* _The task_
Rewrite the stretch of rows from the line containing "[locate] snow pile" through the end of the rows, swapping "dot" for "point" everywhere and leaving everything else unchanged.

* _Information supplied_
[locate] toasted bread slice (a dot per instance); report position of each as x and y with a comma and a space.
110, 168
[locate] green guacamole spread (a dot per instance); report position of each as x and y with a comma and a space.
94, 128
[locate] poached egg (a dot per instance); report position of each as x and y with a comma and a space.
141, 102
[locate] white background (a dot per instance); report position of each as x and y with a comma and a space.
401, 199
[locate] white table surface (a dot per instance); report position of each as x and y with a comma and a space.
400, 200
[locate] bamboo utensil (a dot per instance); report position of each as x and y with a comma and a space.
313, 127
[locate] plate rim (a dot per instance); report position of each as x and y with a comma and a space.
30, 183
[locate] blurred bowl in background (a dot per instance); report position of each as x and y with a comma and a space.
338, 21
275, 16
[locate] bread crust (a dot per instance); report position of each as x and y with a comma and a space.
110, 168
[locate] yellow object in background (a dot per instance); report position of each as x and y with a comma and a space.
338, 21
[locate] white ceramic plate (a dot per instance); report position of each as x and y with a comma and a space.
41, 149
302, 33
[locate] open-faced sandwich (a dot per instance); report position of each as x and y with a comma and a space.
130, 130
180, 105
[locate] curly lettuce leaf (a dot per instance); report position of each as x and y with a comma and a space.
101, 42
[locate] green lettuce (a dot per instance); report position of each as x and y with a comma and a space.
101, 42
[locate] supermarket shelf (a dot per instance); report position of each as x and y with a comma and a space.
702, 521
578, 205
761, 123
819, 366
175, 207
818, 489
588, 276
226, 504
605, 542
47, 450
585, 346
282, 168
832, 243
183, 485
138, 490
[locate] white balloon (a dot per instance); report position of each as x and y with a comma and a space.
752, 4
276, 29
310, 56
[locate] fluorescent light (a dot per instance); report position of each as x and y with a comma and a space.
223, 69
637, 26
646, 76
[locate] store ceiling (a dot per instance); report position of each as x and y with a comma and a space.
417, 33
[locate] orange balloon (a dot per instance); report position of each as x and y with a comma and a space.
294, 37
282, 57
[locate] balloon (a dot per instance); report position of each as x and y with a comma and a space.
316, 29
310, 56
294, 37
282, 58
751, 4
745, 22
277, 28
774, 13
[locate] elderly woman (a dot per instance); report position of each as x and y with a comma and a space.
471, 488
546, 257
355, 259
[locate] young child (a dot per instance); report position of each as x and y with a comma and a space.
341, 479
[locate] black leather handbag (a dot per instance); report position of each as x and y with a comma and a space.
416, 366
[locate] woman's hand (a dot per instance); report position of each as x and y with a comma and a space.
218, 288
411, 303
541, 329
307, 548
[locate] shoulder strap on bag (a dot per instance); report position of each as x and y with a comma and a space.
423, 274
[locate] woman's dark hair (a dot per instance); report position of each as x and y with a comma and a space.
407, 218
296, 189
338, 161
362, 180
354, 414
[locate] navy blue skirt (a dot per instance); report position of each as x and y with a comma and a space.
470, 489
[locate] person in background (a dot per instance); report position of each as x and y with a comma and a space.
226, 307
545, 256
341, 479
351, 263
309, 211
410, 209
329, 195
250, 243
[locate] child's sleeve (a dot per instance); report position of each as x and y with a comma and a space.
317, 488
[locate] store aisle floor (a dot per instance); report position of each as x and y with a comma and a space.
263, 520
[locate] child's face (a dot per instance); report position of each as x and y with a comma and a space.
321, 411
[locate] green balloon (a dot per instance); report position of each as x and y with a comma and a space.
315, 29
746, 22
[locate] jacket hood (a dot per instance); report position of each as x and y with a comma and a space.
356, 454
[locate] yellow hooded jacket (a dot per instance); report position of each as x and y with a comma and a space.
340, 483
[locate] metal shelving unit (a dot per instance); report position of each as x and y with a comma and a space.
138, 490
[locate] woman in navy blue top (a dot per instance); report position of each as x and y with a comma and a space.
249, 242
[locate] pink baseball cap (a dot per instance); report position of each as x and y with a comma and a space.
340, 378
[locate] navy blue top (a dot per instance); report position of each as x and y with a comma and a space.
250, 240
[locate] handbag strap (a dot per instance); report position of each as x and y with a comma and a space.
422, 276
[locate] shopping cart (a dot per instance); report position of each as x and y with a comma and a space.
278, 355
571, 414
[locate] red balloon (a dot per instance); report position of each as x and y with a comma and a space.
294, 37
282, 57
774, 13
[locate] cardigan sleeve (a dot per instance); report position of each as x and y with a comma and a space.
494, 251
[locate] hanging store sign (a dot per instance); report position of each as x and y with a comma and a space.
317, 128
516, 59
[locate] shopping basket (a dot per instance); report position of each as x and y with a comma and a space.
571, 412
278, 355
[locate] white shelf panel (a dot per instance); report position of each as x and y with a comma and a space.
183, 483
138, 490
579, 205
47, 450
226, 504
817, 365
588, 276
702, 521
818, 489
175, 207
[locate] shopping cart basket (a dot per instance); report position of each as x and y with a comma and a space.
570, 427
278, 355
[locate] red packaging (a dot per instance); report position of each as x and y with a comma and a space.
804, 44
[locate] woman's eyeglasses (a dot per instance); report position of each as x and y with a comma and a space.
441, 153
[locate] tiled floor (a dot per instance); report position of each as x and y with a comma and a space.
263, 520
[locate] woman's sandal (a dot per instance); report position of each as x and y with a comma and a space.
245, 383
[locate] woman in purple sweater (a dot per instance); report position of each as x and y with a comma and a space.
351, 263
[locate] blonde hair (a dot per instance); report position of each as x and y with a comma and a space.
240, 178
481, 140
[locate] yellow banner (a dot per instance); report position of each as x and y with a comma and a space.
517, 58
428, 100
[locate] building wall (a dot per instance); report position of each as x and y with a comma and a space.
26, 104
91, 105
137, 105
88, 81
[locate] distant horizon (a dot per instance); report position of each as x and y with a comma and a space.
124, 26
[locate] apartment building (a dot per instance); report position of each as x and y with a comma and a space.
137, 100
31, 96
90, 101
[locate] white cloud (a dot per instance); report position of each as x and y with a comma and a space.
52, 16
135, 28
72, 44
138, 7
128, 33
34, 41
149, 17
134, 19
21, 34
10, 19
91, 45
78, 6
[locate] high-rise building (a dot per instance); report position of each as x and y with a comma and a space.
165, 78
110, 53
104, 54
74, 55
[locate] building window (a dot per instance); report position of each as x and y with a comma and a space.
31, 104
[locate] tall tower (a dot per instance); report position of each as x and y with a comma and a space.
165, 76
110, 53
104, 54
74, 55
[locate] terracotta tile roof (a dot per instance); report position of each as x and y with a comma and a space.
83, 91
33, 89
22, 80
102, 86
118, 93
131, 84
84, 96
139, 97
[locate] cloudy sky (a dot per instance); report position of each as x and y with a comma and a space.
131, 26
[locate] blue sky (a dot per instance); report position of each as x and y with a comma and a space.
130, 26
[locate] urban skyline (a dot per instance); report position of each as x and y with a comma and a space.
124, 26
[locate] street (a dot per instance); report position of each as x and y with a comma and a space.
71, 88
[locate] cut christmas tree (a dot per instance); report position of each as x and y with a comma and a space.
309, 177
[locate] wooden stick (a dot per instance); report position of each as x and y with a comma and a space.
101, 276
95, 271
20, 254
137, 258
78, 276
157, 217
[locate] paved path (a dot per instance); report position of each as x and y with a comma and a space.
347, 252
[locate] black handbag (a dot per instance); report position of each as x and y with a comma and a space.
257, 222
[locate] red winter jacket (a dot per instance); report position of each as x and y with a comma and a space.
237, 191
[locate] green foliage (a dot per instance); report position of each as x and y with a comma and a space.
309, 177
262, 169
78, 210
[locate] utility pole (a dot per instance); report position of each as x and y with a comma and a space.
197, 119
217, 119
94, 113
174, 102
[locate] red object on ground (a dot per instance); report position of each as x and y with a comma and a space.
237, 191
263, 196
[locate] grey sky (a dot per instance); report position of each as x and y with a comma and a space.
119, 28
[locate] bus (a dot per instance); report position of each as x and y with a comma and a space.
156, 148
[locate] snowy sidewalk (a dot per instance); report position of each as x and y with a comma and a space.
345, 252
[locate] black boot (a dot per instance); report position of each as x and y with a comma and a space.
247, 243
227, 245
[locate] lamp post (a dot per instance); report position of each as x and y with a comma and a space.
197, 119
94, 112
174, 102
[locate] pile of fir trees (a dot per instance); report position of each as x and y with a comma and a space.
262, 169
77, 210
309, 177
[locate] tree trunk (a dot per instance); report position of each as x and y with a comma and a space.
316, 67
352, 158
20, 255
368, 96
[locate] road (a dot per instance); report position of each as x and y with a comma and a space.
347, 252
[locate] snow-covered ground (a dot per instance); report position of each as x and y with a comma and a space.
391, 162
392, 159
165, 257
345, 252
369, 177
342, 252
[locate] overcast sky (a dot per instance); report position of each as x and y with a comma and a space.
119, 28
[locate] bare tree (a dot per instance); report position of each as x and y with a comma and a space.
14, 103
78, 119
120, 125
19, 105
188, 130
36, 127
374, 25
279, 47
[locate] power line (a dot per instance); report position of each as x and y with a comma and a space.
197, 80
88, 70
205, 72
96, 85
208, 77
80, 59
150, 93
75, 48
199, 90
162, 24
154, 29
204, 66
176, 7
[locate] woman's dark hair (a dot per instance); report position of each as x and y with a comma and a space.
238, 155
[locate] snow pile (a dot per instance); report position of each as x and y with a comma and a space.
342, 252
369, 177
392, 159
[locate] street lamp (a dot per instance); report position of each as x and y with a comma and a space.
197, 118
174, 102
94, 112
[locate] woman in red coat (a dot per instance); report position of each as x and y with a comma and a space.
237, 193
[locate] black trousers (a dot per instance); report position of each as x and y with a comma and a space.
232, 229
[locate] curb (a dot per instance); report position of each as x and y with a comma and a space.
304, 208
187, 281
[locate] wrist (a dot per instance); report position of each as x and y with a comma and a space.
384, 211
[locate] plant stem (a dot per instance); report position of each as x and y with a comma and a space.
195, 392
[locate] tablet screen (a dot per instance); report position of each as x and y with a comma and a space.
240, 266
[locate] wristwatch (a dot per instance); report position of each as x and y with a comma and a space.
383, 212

* _Response to the task_
[locate] snow pile (a point per instance); report position of each as x and y with a comma and a space.
342, 252
369, 177
392, 159
[locate] street lamp (a point per instance); report position of each as x and y with a comma and a space.
197, 118
174, 102
94, 112
[locate] woman in red coat (a point per instance); report position of each as x and y with a comma and a space.
237, 193
[locate] black trousers (a point per instance); report position of each as x and y with a comma and a space.
232, 229
[locate] curb (a point per instance); report position of each as x and y with a comma and a space.
304, 208
187, 281
[locate] wrist (a point per instance); report position of each as x and y with a comma and a space.
384, 211
[locate] plant stem (a point per instance); report position of each as x and y with a comma and a space.
195, 392
[locate] tablet screen (a point per instance); report position of each as x and y with a comma and a space.
240, 266
[locate] wristwatch (a point per instance); report position of each as x and y with a comma and a space.
383, 212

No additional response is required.